▶ **DOCUMENT SECTION**:
* begin *

2        The applicant is a businessperson of Russian, Israeli and Portuguese nationality.

3        On 17 March 2014, the Council of the European Union adopted, on the basis of Article 29 TEU, Decision 2014/145/CFSP concerning restrictive measures in respect of actions undermining or threatening the territorial integrity, sovereignty and independence of Ukraine (OJ 2014 L 78, p. 16). On the same date, it adopted, on the basis of Article 215(2) TFEU, Regulation (EU) No 269/2014 concerning restrictive measures in respect of actions undermining or threatening the territorial integrity, sovereignty and independence of Ukraine (OJ 2014 L 78, p. 6).

4        On 21 February 2022, the President of the Russian Federation signed a decree recognising the independence and sovereignty of the self-proclaimed ‘Donetsk People’s Republic’ and the ‘Luhansk People’s Republic’ and ordered that Russian military forces be deployed in those areas.

5        On 22 February 2022, the High Representative of the Union for Foreign Affairs and Security Policy published a declaration on behalf of the European Union condemning those actions, since they constituted a serious violation of international law. The High Representative announced that the European Union would respond to those latest violations by the Russian Federation by adopting additional restrictive measures as a matter of urgency.

6        On 23 February 2022, the Council adopted a first package of restrictive measures. Those measures concerned, first, restrictions applicable to economic relations with the areas not controlled by the governments of Donetsk and Luhansk; second, restrictions on access to capital markets, in particular by prohibiting the financing of the Russian Federation, its government and its central bank; and, third, the addition of members of the government, banks, businesspersons, generals and 336 Members of the Gosudarstvennaya Duma Federal’nogo Sobrania Rossiskoï Federatsii (State Duma of the Federal Assembly of the Russian Federation) to the list of persons, entities and bodies subject to restrictive measures.

7        On 24 February 2022, the President of the Russian Federation announced a military operation in Ukraine and, on the same day, Russian armed forces attacked Ukraine at a number of places in the country.

* end *

(Point-labeling examples)
* begin *

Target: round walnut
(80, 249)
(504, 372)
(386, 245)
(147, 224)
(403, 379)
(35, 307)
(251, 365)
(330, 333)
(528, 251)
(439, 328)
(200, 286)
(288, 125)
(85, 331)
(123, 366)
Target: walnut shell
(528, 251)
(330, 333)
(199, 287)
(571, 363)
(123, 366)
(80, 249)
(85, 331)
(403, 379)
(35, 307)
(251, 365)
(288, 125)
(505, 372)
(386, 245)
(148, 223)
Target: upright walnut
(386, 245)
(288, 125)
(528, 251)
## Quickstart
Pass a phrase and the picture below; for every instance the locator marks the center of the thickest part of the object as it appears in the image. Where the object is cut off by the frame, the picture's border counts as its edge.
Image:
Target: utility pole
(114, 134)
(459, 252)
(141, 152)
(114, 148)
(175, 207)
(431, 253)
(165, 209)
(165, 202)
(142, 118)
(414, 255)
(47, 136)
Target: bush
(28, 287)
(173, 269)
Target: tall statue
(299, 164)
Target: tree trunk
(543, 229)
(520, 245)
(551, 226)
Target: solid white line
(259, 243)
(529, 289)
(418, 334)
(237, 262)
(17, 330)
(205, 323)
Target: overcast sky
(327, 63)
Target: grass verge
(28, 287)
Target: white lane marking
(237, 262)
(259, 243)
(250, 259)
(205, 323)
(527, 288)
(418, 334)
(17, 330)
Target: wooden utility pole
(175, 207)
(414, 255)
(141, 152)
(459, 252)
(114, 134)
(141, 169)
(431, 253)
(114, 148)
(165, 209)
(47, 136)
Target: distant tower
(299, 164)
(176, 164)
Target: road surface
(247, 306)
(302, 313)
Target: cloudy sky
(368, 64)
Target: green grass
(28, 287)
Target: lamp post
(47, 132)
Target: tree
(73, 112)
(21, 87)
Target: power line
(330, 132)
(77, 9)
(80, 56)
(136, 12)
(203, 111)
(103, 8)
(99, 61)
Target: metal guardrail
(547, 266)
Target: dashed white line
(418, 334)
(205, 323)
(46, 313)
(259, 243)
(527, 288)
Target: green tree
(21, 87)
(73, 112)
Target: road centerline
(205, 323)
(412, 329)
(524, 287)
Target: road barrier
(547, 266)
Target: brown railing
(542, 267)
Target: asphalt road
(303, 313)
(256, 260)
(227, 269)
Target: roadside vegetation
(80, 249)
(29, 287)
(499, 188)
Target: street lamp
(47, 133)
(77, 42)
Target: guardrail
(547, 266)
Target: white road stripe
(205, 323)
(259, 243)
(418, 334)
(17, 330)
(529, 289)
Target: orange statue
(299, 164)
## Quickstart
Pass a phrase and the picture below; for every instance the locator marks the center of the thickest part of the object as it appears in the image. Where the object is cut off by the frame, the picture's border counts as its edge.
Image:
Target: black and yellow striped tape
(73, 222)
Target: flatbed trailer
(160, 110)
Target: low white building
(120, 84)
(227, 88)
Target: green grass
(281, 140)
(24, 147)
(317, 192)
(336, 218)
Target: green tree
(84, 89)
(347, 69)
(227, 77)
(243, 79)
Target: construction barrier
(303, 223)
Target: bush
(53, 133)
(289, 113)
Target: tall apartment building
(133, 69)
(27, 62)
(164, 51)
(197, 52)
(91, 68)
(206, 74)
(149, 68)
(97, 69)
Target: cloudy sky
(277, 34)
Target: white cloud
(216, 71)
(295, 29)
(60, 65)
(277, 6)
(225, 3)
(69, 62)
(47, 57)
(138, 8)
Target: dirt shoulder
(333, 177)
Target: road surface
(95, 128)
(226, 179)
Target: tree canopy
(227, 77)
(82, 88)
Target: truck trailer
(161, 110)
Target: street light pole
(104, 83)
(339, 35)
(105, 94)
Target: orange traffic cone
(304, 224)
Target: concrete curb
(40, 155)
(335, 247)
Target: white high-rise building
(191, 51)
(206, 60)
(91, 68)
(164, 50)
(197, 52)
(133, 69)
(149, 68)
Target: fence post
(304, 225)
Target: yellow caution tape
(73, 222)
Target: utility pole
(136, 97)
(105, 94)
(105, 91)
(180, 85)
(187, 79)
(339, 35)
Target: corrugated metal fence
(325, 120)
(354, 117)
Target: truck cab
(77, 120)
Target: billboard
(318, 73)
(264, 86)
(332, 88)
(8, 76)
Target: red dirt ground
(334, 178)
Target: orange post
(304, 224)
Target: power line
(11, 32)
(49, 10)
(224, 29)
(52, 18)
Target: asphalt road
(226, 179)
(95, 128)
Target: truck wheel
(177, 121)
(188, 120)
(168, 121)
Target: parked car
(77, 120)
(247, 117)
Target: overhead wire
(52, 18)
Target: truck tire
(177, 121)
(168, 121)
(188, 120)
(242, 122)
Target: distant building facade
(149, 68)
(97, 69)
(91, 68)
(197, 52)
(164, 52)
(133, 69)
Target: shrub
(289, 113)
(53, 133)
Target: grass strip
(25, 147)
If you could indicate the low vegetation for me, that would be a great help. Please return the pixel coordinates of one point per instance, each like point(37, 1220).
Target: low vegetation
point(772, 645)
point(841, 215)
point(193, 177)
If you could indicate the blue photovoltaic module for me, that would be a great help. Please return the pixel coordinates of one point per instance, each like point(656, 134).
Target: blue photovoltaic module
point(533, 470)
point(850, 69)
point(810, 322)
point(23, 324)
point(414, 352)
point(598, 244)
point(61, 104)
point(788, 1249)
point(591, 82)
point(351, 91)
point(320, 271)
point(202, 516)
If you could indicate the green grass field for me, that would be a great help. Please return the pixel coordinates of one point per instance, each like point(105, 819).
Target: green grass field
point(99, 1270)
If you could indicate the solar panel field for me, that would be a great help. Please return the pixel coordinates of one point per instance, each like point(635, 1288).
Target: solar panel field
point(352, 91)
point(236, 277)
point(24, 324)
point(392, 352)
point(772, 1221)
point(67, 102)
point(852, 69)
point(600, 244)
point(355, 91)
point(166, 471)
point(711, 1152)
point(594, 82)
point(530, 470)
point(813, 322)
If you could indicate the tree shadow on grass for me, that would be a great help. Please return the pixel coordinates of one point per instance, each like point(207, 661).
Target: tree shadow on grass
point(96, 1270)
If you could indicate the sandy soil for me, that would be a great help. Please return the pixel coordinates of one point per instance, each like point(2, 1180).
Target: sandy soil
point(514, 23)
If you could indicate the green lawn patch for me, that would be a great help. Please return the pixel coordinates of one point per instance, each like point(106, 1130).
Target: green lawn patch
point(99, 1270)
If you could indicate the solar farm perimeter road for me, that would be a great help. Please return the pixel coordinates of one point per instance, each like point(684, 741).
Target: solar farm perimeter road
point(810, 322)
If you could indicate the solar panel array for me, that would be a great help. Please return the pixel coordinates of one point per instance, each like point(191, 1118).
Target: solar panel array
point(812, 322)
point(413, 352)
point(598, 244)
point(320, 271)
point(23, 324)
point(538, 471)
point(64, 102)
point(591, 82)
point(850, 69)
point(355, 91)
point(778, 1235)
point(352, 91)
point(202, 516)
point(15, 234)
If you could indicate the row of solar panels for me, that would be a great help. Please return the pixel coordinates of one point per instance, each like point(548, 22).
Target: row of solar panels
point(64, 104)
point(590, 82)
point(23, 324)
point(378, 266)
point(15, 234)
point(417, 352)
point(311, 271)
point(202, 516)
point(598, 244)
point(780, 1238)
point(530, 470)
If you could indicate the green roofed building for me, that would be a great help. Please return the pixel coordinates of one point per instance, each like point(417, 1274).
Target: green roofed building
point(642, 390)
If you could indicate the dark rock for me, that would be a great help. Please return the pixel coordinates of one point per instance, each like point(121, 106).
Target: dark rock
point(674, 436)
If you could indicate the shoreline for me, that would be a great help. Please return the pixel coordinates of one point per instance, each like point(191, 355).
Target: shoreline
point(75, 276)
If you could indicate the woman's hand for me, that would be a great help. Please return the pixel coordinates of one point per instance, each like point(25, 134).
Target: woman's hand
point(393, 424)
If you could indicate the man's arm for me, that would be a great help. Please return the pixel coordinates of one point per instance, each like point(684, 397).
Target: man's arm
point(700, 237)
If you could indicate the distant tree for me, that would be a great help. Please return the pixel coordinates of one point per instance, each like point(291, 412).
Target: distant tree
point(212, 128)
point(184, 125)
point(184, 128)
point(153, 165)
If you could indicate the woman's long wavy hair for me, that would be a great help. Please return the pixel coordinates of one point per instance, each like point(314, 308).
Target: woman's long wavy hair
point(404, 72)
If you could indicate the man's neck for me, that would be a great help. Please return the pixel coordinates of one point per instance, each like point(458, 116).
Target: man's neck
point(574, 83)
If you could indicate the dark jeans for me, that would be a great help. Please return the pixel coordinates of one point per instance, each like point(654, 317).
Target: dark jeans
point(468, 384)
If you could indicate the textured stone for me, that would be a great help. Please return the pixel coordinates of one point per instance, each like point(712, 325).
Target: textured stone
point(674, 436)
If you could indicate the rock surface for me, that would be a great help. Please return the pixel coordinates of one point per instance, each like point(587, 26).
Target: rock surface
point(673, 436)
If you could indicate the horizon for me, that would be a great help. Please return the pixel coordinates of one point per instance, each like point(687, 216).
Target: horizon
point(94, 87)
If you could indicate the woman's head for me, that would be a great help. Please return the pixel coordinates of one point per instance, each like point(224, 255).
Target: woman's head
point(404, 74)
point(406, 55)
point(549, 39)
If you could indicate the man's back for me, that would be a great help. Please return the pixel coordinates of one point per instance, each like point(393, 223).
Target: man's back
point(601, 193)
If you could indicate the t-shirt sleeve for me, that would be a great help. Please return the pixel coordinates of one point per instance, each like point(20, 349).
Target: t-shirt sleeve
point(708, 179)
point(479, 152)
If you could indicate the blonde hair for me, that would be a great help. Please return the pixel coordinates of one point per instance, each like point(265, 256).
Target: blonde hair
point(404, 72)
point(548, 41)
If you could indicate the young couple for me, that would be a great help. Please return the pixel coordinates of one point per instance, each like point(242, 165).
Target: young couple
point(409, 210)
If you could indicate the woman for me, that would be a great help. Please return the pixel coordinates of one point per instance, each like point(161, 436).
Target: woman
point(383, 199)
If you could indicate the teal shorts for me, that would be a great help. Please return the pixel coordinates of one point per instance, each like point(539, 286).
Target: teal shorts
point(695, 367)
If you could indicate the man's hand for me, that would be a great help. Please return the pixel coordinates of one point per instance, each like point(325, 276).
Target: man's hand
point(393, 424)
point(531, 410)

* end *

▶ **THE REQUEST**: Carry on the account of the EU's restrictive measures over Ukraine, beginning right after its final paragraph.

▶ **OUTPUT**:
8        On 25 February 2022, the Council adopted a second package of restrictive measures. These included, first, a number of individual measures against politicians and businesspersons involved in undermining the integrity of Ukrainian territory; second, a number of restrictive measures applicable in the fields of finance, defence, energy, the aviation sector and the space industry; and third, a number of measures suspending the application of certain provisions of the agreement providing for facilitations for certain categories of citizens of the Russian Federation applying for short-stay visas.

9        On the same date, in view of the gravity of the situation in Ukraine, the Council adopted, first, Decision (CFSP) 2022/329 amending Decision 2014/145 (OJ 2022 L 50, p. 1) and, second, Regulation (EU) 2022/330 amending Regulation No 269/2014 (OJ 2022 L 51, p. 1) in order, inter alia, to amend the criteria by which natural or legal persons, entities or bodies could be made subject to the restrictive measures at issue. According to recital 11 of Decision 2022/329, the Council considered that the criteria of designation should be amended to include persons and entities supporting and benefiting from the Russian Government as well as persons and entities providing a substantial source of revenue to it, and natural or legal persons associated with listed persons or entities.

10      Article 2(1) and (2) of Decision 2014/145, in the version amended by Decision 2022/329, provides as follows:

‘1.      All funds and economic resources belonging to, or owned, held or controlled by:

(d)      natural or legal persons, entities or bodies supporting, materially or financially, or benefiting from Russian decision-makers responsible for the annexation of Crimea or the destabilisation of Ukraine;

(g)      leading businesspersons or legal persons, entities or bodies involved in economic sectors providing a substantial source of revenue to the Government of the Russian Federation, which is responsible for the annexation of Crimea and the destabilisation of Ukraine,

… shall be frozen.

2.      No funds or economic resources shall be made available, directly or indirectly, to or for the benefit of natural or legal persons, entities or bodies listed in the Annex.’

11      The detailed rules for such freezing of funds are set out in Article 2(3) to (6) of Decision 2014/145, as amended.

12      Article 1(1)(b) and (e) of Decision 2014/145, as amended, prohibits the entry into or transit through the territories of the Member States of natural persons who satisfy essentially the same criteria as those set out in Article 2(1)(d) and (g) of that decision.

13      Regulation No 269/2014, in the version amended by Regulation 2022/330, requires the adoption of measures for the freezing of funds and sets out the detailed rules for such freezing in terms essentially identical to those of Decision 2014/145, as amended. Article 3(1)(a) to (g) of that regulation, as amended, essentially reproduces Article 2(1)(a) to (g) of that decision.

14      In that context, by way of the initial acts, the Council added the applicant’s name to the lists of persons, entities and bodies subject to restrictive measures contained in the annex to Decision 2014/145, as amended, and in Annex I to Regulation No 269/2014, as amended (‘the lists at issue’).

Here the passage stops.